Report how many lines below contain the word "wire", and give only that number.

____ EXERCISE DATA

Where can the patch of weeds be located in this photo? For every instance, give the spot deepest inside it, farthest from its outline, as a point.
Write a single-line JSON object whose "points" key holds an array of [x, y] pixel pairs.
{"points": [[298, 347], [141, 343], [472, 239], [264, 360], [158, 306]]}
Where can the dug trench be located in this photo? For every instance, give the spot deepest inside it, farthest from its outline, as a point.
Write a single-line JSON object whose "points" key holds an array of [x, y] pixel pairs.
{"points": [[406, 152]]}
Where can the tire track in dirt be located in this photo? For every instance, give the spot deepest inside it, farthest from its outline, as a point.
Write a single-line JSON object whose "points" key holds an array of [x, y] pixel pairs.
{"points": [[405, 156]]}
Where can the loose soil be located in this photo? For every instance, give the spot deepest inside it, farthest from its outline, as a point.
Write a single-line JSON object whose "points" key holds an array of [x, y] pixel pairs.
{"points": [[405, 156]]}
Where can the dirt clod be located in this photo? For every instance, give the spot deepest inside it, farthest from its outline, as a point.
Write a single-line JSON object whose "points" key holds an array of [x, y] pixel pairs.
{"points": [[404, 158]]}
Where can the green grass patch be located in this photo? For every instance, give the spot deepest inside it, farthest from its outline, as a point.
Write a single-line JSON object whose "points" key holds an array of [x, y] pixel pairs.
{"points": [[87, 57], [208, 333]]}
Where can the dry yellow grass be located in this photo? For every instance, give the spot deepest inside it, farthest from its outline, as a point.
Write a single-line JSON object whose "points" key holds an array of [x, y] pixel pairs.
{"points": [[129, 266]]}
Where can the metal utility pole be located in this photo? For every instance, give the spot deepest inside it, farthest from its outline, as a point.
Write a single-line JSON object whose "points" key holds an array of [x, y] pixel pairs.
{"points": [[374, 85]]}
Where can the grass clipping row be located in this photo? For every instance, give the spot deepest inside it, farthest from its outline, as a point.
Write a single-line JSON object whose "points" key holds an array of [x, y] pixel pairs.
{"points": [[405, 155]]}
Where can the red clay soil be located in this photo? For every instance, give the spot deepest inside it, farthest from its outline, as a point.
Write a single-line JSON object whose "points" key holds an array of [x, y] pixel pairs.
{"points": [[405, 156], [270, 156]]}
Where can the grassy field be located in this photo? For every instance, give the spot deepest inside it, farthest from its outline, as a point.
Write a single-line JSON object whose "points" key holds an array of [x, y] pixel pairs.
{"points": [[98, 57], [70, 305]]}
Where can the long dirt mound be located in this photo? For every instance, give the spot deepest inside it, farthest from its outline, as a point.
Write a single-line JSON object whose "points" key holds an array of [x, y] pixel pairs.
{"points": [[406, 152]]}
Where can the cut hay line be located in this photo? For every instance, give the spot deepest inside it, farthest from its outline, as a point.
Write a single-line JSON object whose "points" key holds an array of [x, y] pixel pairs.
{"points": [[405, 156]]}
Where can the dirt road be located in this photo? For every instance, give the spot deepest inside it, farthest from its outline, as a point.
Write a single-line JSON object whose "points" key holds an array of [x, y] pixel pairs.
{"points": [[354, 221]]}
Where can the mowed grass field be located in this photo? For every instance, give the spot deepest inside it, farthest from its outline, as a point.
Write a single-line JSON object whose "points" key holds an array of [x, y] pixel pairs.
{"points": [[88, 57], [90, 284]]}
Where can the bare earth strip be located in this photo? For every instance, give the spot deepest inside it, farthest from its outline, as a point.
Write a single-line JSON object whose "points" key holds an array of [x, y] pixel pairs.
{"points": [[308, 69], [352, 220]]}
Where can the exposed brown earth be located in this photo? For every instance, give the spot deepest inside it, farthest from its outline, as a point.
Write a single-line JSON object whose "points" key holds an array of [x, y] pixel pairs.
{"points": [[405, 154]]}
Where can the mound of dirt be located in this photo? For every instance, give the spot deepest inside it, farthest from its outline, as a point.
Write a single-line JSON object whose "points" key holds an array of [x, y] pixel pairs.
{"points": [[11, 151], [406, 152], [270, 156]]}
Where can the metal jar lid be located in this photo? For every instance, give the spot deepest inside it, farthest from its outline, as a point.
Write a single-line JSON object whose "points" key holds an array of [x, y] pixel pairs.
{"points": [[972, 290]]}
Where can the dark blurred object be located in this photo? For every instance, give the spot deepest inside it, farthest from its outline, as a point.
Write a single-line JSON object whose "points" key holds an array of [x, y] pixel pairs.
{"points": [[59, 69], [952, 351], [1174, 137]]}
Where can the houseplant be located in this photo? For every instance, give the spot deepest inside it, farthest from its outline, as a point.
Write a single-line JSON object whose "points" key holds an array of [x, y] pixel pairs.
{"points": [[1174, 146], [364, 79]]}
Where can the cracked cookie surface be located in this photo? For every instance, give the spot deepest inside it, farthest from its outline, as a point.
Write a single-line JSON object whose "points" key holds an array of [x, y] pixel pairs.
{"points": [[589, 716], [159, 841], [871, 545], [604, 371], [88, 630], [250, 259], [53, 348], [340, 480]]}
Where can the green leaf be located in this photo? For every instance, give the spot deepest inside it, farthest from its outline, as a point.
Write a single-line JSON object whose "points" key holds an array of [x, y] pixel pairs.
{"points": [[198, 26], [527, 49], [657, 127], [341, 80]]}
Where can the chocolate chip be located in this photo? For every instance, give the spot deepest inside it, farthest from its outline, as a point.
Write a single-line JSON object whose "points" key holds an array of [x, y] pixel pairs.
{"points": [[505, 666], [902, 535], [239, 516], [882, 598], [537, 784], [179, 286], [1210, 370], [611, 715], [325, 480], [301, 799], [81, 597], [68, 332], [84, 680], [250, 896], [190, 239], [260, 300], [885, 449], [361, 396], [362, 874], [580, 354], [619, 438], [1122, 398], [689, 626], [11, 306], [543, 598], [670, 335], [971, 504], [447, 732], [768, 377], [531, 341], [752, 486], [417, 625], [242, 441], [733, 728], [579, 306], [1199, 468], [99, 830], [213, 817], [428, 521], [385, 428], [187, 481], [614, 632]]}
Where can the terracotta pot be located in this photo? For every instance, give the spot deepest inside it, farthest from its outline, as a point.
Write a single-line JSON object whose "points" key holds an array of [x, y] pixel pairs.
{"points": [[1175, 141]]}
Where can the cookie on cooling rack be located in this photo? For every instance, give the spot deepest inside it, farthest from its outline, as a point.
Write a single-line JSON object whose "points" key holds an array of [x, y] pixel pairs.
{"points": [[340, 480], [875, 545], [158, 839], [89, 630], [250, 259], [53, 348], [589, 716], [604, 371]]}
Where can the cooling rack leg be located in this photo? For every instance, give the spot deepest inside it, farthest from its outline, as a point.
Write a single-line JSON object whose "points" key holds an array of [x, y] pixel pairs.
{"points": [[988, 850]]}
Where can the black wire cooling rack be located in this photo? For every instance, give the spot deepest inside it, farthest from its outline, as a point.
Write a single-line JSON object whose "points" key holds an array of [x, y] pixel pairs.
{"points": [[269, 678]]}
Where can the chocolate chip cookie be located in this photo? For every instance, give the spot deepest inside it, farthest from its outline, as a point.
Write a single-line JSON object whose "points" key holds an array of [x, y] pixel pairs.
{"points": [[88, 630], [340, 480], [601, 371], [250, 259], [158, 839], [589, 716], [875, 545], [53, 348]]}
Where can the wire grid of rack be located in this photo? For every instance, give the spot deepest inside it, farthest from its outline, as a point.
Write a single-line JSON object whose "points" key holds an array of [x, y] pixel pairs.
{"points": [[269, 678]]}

________
____ EXERCISE DATA

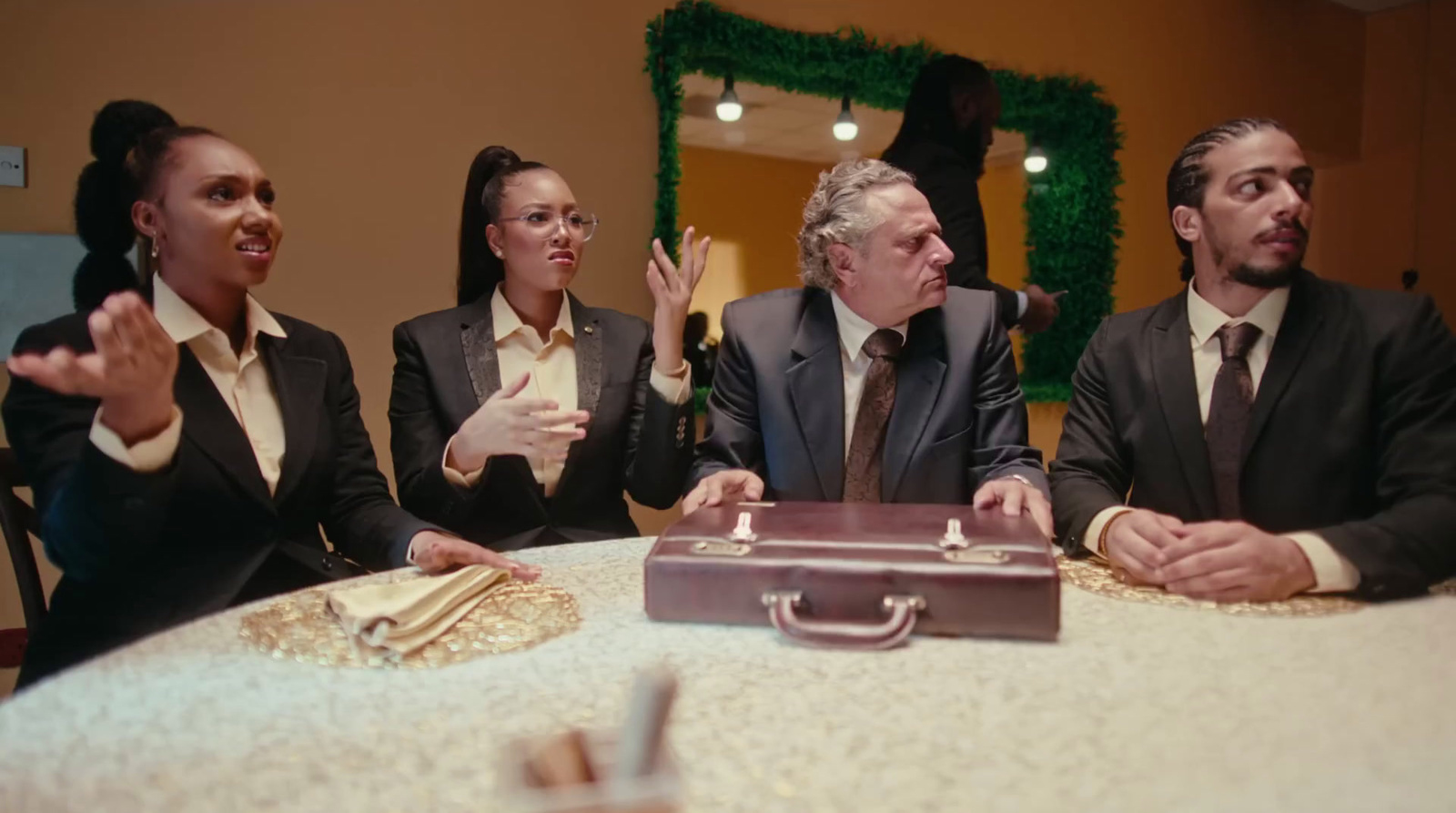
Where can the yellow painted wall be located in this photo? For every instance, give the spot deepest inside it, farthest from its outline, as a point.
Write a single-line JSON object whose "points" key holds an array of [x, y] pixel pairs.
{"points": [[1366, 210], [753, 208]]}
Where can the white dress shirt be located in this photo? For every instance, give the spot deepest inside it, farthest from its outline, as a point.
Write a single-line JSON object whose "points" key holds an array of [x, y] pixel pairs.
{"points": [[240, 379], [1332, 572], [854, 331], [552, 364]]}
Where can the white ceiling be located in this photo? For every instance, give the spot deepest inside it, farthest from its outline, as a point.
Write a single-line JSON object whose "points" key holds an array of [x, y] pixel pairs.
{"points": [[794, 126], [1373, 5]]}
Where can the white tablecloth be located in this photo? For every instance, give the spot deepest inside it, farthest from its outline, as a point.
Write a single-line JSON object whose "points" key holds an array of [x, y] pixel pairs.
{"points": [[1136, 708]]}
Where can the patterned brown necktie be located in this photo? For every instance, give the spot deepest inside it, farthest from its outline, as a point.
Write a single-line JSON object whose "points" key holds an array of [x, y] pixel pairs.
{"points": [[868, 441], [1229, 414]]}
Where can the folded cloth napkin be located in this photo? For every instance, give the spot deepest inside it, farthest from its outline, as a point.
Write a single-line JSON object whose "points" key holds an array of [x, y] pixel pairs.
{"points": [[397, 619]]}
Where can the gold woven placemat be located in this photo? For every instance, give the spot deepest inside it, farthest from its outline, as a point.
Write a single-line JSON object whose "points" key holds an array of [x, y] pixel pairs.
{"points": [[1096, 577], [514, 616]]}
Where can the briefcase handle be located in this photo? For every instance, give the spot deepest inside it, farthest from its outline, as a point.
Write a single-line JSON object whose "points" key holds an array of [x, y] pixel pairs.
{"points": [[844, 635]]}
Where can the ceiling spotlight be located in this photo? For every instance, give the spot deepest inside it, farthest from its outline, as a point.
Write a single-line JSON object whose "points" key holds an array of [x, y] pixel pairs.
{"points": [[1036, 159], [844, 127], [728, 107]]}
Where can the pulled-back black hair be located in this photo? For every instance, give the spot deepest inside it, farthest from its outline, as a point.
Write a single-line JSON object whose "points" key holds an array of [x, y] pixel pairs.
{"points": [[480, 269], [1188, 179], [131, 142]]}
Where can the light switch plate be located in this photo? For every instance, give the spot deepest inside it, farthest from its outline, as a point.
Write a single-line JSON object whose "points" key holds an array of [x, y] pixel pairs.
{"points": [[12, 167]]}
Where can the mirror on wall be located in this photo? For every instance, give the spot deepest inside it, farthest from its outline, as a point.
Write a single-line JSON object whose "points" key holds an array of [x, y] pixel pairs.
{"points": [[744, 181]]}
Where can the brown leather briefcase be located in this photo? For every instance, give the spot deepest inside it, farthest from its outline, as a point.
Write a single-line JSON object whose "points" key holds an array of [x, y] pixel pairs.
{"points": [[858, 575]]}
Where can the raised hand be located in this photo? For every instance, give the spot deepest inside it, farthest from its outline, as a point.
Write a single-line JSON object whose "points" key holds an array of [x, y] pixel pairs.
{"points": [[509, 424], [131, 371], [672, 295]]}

________

* **YOUR SOLUTION**: 2